— Begin —

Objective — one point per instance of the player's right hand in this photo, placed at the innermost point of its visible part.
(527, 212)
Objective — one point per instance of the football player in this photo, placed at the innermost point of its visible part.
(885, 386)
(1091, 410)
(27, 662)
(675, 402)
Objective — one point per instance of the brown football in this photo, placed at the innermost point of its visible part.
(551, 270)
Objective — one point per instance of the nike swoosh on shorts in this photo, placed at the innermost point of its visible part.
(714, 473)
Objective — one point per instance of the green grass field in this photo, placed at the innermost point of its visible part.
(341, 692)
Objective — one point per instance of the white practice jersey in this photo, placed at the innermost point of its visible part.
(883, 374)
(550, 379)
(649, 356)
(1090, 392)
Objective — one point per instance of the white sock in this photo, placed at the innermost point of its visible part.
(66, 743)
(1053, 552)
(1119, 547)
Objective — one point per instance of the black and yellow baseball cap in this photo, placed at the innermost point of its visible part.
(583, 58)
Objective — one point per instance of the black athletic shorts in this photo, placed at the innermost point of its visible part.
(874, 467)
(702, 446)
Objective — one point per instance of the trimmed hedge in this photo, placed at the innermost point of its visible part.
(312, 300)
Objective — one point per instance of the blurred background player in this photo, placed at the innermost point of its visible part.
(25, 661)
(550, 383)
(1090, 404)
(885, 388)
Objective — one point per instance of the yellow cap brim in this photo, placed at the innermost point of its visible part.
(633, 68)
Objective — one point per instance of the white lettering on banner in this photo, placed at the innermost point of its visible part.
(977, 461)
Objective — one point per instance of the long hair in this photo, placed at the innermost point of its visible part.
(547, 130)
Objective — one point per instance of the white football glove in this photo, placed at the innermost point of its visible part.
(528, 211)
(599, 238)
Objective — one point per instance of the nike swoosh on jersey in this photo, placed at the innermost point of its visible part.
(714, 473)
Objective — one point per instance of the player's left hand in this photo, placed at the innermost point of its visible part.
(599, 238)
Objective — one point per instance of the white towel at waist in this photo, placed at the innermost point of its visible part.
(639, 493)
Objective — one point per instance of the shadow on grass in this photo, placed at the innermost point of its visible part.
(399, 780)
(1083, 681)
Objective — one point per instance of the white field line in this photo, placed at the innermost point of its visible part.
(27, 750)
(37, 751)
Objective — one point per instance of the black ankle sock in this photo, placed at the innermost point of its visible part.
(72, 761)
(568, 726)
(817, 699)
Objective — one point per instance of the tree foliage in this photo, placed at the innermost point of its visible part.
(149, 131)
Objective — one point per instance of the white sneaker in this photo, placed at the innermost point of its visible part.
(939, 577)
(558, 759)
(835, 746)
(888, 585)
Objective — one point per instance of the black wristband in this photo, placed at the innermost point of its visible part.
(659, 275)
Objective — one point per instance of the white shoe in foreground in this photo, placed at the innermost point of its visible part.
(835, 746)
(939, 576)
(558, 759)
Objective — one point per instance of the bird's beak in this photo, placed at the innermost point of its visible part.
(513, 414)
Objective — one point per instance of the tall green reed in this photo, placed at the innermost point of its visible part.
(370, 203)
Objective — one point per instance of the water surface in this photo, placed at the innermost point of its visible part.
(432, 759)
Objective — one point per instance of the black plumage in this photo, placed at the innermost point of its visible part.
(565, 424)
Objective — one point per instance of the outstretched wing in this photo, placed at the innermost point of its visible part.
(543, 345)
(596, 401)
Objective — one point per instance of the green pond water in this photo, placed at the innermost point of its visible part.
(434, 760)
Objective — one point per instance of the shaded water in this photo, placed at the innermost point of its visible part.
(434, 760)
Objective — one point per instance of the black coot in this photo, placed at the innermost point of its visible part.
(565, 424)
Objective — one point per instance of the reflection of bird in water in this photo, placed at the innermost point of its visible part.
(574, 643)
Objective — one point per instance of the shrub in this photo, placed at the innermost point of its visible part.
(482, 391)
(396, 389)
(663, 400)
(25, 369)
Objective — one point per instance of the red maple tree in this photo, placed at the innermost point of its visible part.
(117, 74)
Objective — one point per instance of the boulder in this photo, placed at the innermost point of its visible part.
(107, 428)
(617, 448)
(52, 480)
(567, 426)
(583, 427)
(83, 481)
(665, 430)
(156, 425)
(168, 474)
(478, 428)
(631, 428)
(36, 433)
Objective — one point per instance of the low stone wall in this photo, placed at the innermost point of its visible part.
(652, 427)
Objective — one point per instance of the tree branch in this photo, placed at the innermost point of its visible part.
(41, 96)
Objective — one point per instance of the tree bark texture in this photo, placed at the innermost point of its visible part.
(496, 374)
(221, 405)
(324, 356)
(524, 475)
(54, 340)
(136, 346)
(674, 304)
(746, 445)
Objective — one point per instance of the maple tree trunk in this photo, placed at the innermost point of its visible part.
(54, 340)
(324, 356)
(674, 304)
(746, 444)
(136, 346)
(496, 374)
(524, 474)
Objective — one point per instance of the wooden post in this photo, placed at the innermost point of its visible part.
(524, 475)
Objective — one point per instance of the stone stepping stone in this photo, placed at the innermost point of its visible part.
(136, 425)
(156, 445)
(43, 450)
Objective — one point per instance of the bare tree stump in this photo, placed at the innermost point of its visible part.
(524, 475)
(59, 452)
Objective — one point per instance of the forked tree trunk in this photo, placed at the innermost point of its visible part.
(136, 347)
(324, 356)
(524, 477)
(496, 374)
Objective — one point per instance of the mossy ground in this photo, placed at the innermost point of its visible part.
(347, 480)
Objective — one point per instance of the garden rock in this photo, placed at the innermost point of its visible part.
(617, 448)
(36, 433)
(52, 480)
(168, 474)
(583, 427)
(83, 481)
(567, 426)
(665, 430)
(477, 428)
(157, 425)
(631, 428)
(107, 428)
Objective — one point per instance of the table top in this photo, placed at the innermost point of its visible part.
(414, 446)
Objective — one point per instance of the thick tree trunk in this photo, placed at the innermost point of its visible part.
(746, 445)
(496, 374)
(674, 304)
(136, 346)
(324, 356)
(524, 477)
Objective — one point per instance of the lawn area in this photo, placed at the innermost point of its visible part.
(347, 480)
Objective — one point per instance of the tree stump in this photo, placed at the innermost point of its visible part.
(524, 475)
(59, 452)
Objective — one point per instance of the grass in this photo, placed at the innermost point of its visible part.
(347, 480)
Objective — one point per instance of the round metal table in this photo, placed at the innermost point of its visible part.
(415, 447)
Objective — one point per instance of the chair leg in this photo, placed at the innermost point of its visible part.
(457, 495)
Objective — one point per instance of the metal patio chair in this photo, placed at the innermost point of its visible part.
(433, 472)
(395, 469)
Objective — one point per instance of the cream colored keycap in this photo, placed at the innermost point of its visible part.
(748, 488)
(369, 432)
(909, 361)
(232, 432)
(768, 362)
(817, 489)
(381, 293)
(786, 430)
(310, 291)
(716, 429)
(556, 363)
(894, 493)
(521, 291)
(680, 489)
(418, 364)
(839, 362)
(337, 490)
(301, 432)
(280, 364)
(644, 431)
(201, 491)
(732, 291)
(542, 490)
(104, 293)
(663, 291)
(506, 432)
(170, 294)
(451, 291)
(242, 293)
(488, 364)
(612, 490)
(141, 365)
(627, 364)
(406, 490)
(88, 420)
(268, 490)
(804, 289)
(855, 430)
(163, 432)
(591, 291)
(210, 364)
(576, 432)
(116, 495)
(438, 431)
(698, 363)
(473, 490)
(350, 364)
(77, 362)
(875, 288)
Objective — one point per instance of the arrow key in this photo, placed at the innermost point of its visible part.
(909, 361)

— End —

**Task:** Convert all of the items above into a two-column CSV with the columns objective and points, one row for each Objective line. Each row should hold that line's text and all of its coordinate points in one quoted field apiece, with line breaks replaced by spaces.

**Solution for this problem:**
objective,points
"Objective — one point per instance of the player's right hand in this photo, placed at the innermost point of its visible part.","(527, 212)"
"Objective — one point per instance of the football player in this photo, placed at the innermost point of its visible part.","(885, 386) (1091, 410) (27, 662) (675, 402)"
"Objective — one point per instance of the brown football in this photo, placed at the innermost point of its visible part.","(551, 270)"
"Objective — one point per instance of the nike swoosh on shorts in this photo, placed at the innermost point of its visible part.","(714, 473)"
"Objective — one point per instance of the green grass field in this photo, placed at the innermost point of its visible part.","(341, 692)"
"Objective — one point per instance of the white practice jersey in this photo, placed at the innermost point of its visible part.","(883, 374) (550, 379) (649, 356) (1090, 392)"
"Objective — one point per instance of the white sock in this photo, placed at the innermost point of its visible part.","(66, 743) (1053, 552) (1119, 547)"
"Objective — one point per instance of the black and yellow baseball cap in this photo, placed at the innermost point of its visible part.","(583, 58)"
"Objective — one point per instance of the black athletic shorts in this photo, placed at the innermost point of its visible part.","(874, 467) (702, 446)"
"Objective — one point per instance of the trimmed hedge in this photo, placed at the innermost point of its visible part.","(312, 300)"
"Objective — one point per instance of the blurred background player in this photo, placed at the innermost point of its visible part.","(25, 661) (550, 383) (1090, 404) (885, 388)"
"Objective — one point per instance of the yellow cap brim in this photo, placed at the innermost point of its visible part.","(633, 68)"
"Objective — one point per instance of the white lettering on banner in this photo, placed at the innermost point of its visible part.","(977, 461)"
"Objective — one point per instance of the long hair in this photo, placed at the innermost point of its visible part.","(547, 130)"
"Objective — one point per instance of the white football glove in this photo, placed at the innermost point of its visible part.","(528, 211) (599, 238)"
"Objective — one point per instance of the nike swoosh on jersey in this photo, placed at the innermost point of its visible part.","(714, 473)"
"Objective — one point per instance of the player's left hand in this photo, placed at the innermost point of its visible part.","(599, 238)"
"Objective — one point per instance of the white towel at waist in this photo, placed at the innermost point of its visible part.","(639, 493)"
"Objective — one point per instance of the shadow on grass in this photo, placed at the innermost point of its visible part.","(399, 780) (1083, 681)"
"Objective — one point per instance of the white field line in this photo, placed at the innermost point of its visible part.","(27, 750) (37, 751)"
"Objective — one point per instance of the black ankle sock in this photo, placed at the innermost point of its visible part.","(72, 761) (568, 726) (817, 699)"
"Objective — one point per instance of the tree foliage in this photo, placed at the innermost point of its visible part.","(149, 131)"
"Objective — one point per instance of the white sneaker in this photo, placed at the innermost point of its visible part.","(939, 577) (558, 759) (835, 746) (888, 585)"
"Objective — one point per instance of the black wristband in this photo, placed at the innermost point of its visible part.","(659, 275)"
"Objective — one point per instance of the white shoe in foreground in this photo, placed at the innermost point of its visible part.","(835, 746) (939, 576) (558, 759)"
"Objective — one point per instance of the bird's beak in this photo, placed at the innermost point of its visible part.","(513, 414)"
"Objective — one point per instance of the tall green reed in this photo, placed at the innermost point of its visible part.","(370, 203)"
"Objective — one point per instance of the water surface in this photo, placed at the innermost point of its visible part.","(432, 759)"
"Objective — one point per instance of the black plumage in this photo, placed at the innermost point of its visible part.","(565, 424)"
"Objective — one point per instance of the outstretched wing in this photo, placed at the innermost point of its visible part.","(543, 345) (596, 401)"
"Objective — one point per instance of the green pond water in this photo, placed at the innermost point of its visible part.","(434, 760)"
"Objective — one point per instance of the shaded water in this photo, placed at the innermost point of its visible part.","(434, 760)"
"Objective — one point per instance of the black coot in this photo, placed at the innermost point of its visible part.","(565, 424)"
"Objective — one point per instance of the reflection of bird in water in this photo, placed at the innermost point of its visible part.","(574, 643)"
"Objective — one point per instance of the shrub in this photo, placed at the innermost point of its visible part.","(482, 391) (396, 389) (663, 400) (25, 369)"
"Objective — one point per instance of the red maple tree in this photo, placed at the innermost point of its visible part.","(117, 74)"
"Objective — one point per instance of the boulder in this photo, placed at the innermost point of its visible part.","(107, 428) (617, 448) (52, 480) (567, 426) (583, 427) (83, 481) (665, 430) (156, 425) (168, 474) (478, 428) (631, 428) (36, 433)"
"Objective — one point per instance of the low stone wall in this photo, placed at the innermost point of its visible part.","(652, 427)"
"Objective — one point per instance of the tree branch in this photo, placed at the innermost point of its visible part.","(41, 96)"
"Objective — one point per instance of the tree bark texture in this photo, placed at the innermost point of its visible part.","(496, 374) (221, 405) (324, 356) (524, 475) (54, 340) (136, 346) (674, 304) (746, 445)"
"Objective — one point per instance of the maple tree trunk in this photo, placed at the innermost point of its visible part.","(54, 340) (324, 356) (674, 304) (746, 444) (136, 346) (496, 374) (524, 474)"
"Objective — one point per instance of the wooden post in this photo, placed at the innermost point of its visible part.","(524, 475)"
"Objective — one point per instance of the stone stepping stone in this photo, placed at the innermost point of its visible part.","(136, 425) (156, 445) (43, 450)"
"Objective — one point per instance of the bare tree stump in this photo, placed at the innermost point of its visible part.","(524, 475) (59, 452)"
"Objective — one point per instance of the forked tree trunk in this photo, placed at the innermost point of its visible part.","(136, 347) (324, 356) (524, 477) (496, 374)"
"Objective — one point per instance of the mossy ground in this photo, placed at the innermost point of its visible part.","(347, 480)"
"Objective — one point per instance of the garden rock in this photo, placed at the innermost point of its visible part.","(617, 448) (36, 433) (52, 480) (168, 474) (583, 427) (83, 481) (567, 426) (665, 430) (477, 428) (157, 425) (631, 428) (107, 428)"
"Objective — one point per instance of the table top in this photo, placed at the innermost point of its visible part.","(414, 446)"
"Objective — one point per instance of the thick tree trunk in this photo, placed at the innermost point of its visible part.","(746, 445) (496, 374) (674, 304) (136, 346) (324, 356) (524, 477)"
"Objective — one point per instance of the lawn area in this photo, placed at the innermost point of its visible part.","(347, 480)"
"Objective — one point per instance of the tree stump in this photo, placed at the innermost point of its visible part.","(524, 475) (59, 452)"
"Objective — one point per instance of the grass in this photo, placed at the innermost point of its visible part.","(347, 480)"
"Objective — one point per instance of the round metal table in this photo, placed at the innermost point of its visible part.","(415, 447)"
"Objective — one point per instance of the chair leg in this photo, placed at the innermost point of its visible part.","(457, 495)"
"Objective — one point per instance of the metal patio chair in this photo, placed at the innermost point of its visible part.","(433, 472) (395, 469)"
"Objective — one point per instance of the cream colored keycap in this photo, placed at the innermost point of its visible part.","(748, 488) (369, 432) (909, 361) (232, 432) (768, 362) (817, 489) (381, 293) (786, 430) (310, 291) (716, 429) (556, 363) (894, 493) (521, 291) (680, 489) (418, 364) (839, 362) (337, 490) (301, 432) (280, 364) (644, 431) (201, 491) (732, 291) (542, 490) (104, 293) (663, 291) (506, 432) (170, 294) (451, 291) (242, 293) (488, 364) (612, 490) (141, 365) (627, 364) (406, 490) (88, 420) (268, 490) (804, 289) (855, 430) (163, 432) (591, 291) (210, 364) (576, 432) (116, 495) (438, 431) (698, 363) (473, 490) (350, 364) (77, 362) (875, 288)"
"Objective — one point per instance of the arrow key in this photo, placed at the innermost point of its visible part.","(909, 361)"